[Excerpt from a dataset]

********************

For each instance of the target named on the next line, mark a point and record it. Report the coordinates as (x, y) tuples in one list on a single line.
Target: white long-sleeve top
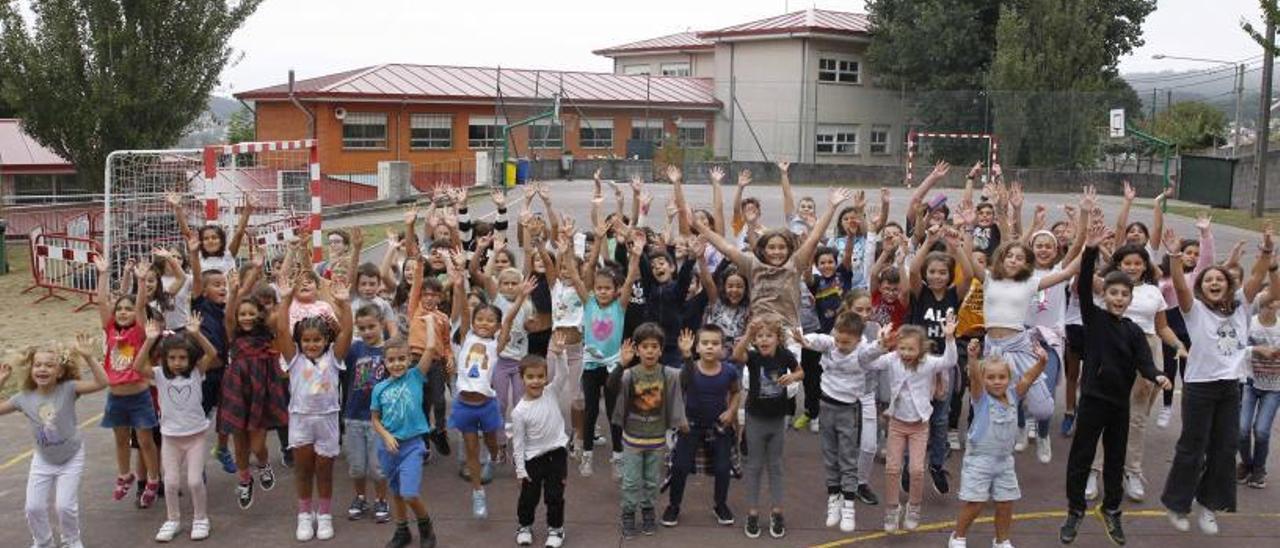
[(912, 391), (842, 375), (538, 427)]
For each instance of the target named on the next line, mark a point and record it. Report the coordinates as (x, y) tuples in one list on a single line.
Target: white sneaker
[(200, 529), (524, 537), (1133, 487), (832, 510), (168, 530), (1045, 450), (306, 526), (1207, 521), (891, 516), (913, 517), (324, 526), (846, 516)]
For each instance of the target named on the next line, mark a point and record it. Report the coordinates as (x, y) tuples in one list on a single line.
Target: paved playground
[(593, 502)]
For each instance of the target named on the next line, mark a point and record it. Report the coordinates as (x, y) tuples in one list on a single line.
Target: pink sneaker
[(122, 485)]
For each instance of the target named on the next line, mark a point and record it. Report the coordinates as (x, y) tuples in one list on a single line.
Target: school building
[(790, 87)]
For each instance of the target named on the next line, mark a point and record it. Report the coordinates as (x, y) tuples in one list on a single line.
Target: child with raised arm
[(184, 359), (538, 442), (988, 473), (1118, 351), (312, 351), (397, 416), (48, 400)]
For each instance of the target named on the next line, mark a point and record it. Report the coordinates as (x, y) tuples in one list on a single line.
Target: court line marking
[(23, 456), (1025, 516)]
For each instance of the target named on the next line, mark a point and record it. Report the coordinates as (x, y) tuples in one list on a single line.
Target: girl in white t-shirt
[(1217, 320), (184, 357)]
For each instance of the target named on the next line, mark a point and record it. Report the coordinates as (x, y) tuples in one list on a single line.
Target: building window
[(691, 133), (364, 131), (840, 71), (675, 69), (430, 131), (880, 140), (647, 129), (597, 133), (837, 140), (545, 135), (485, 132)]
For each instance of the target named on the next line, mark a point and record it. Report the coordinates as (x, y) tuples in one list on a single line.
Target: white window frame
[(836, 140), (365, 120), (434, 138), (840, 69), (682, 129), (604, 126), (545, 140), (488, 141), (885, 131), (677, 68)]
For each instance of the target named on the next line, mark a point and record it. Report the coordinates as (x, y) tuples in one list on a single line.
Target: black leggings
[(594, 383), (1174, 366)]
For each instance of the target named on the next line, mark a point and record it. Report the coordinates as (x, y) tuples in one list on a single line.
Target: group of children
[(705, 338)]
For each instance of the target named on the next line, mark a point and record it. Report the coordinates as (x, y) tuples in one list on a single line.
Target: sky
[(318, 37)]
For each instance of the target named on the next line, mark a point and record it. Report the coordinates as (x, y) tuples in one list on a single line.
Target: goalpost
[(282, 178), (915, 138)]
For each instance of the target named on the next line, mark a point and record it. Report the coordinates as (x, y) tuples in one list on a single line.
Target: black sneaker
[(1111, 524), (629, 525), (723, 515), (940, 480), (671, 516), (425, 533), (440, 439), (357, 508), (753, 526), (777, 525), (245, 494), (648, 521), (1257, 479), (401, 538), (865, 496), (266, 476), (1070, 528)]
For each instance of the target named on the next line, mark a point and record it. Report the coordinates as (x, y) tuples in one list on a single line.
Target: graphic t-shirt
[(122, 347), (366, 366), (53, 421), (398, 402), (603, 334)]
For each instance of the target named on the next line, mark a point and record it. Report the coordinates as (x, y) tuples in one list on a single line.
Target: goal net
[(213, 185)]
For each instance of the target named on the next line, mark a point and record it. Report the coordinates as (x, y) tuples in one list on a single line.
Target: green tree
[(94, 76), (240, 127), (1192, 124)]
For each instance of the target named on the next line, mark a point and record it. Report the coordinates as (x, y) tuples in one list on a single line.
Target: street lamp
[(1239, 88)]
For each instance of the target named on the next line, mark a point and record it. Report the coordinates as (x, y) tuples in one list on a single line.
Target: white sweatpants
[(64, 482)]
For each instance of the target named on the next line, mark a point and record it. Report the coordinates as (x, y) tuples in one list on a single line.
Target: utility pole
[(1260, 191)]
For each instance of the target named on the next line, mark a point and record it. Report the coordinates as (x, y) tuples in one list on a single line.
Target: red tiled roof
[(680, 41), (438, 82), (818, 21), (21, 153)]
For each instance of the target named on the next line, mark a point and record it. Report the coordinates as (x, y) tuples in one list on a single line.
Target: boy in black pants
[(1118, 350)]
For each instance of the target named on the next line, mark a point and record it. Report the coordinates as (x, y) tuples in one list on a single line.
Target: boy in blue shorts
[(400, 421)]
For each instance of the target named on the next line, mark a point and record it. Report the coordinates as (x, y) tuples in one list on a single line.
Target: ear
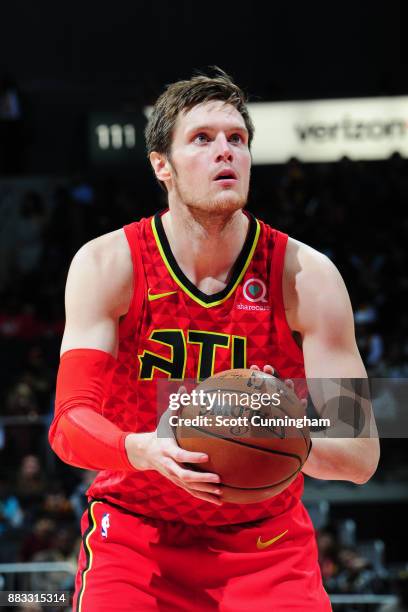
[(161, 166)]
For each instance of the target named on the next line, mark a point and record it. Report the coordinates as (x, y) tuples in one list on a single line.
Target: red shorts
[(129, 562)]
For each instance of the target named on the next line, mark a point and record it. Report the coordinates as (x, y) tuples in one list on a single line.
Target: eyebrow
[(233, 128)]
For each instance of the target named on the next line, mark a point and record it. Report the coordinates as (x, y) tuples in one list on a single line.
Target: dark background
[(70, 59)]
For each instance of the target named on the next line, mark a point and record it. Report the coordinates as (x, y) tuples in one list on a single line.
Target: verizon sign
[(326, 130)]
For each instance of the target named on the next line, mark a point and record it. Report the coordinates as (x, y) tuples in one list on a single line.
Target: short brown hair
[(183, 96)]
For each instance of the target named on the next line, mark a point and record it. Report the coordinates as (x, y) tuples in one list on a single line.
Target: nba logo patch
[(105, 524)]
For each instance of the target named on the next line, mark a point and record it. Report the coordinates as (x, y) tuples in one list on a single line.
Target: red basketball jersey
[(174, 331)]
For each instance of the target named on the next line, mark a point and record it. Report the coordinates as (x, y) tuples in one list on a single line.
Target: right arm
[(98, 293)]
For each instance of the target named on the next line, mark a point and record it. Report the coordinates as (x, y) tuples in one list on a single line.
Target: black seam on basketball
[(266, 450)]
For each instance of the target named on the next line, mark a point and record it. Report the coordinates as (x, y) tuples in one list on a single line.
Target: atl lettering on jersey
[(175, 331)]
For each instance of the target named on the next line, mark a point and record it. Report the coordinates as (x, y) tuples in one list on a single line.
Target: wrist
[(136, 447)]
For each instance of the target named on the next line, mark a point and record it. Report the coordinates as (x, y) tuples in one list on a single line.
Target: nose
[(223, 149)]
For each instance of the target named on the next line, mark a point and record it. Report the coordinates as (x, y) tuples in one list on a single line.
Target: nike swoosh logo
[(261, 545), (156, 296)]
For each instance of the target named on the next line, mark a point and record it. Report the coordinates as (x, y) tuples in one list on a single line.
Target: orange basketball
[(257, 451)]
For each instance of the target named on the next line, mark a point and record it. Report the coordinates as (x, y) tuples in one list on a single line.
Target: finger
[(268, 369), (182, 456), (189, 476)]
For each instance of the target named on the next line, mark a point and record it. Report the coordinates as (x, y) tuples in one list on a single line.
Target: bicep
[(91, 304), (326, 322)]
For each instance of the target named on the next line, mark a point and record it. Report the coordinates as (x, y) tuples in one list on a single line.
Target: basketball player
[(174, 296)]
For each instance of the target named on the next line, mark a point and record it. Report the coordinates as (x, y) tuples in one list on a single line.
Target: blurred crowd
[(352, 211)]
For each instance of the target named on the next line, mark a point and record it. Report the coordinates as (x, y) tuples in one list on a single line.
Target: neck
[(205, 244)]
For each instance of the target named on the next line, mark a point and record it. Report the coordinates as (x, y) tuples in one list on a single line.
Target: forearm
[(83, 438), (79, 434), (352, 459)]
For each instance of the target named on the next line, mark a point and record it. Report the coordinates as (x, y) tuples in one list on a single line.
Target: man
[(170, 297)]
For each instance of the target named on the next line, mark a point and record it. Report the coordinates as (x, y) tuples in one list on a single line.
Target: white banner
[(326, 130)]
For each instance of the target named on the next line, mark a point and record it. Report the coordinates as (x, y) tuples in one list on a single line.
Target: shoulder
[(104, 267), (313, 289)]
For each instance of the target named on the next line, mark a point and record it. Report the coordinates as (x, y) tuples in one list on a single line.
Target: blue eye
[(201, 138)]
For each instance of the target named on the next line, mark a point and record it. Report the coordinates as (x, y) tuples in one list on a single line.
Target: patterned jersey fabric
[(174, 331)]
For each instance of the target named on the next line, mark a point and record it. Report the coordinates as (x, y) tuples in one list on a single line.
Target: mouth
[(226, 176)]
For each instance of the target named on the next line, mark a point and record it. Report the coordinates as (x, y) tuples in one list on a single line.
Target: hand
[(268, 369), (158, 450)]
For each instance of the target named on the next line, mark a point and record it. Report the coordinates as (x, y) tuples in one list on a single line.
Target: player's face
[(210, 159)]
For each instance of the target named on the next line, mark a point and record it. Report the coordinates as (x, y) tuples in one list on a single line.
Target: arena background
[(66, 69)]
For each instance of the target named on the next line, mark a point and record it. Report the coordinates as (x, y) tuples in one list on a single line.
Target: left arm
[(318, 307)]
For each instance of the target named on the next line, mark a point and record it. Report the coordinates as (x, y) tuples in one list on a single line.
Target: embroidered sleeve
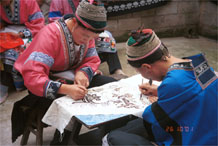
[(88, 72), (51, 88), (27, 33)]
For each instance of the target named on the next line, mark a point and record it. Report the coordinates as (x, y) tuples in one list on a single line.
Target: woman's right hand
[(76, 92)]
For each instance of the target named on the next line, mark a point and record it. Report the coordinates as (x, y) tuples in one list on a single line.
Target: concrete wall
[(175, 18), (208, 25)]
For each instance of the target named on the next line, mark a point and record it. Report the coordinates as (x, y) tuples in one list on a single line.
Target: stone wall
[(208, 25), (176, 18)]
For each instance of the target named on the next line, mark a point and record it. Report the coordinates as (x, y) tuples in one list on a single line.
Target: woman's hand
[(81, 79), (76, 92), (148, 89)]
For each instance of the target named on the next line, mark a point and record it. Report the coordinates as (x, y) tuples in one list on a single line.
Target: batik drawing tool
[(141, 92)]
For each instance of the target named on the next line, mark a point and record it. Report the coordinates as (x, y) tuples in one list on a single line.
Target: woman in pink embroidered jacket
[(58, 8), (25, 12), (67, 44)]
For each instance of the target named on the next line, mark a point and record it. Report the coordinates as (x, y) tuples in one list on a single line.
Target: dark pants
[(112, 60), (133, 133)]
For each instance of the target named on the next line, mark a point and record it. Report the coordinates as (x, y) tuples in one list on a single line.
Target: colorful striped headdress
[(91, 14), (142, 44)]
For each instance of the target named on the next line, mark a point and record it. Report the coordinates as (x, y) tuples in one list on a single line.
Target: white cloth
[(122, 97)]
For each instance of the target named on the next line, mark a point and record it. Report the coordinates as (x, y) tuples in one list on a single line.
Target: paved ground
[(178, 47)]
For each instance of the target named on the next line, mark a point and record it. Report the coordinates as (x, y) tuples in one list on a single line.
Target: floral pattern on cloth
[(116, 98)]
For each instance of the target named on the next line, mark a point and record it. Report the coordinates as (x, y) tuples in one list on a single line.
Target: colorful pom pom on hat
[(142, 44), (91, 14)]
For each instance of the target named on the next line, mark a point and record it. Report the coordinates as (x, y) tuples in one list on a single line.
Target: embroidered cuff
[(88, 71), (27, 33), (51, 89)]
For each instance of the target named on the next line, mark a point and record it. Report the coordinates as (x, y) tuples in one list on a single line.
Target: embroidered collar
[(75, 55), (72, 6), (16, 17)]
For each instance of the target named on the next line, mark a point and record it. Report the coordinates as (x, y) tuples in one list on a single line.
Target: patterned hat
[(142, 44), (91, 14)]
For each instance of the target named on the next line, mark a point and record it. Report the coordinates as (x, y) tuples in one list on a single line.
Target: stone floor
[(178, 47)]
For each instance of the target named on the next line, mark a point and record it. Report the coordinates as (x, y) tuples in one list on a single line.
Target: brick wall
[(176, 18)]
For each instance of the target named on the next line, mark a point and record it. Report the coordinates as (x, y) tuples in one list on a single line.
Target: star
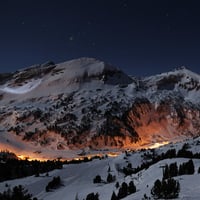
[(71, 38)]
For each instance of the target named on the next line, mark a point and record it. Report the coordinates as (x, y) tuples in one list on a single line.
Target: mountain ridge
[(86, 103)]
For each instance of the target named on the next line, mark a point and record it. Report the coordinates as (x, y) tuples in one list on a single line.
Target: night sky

********************

What to produce
Please write out the entries from their start through the line containing "[(912, 391), (842, 375), (538, 427)]" as a numbered list, skipping blank lines and leaving out the pictures.

Correct result
1. For each instance of the target named on the next line, mark a point and record it. Report the coordinates as (x, y) tuples in one list on a single line.
2. Target: white long-sleeve top
3. [(912, 391), (842, 375), (538, 427)]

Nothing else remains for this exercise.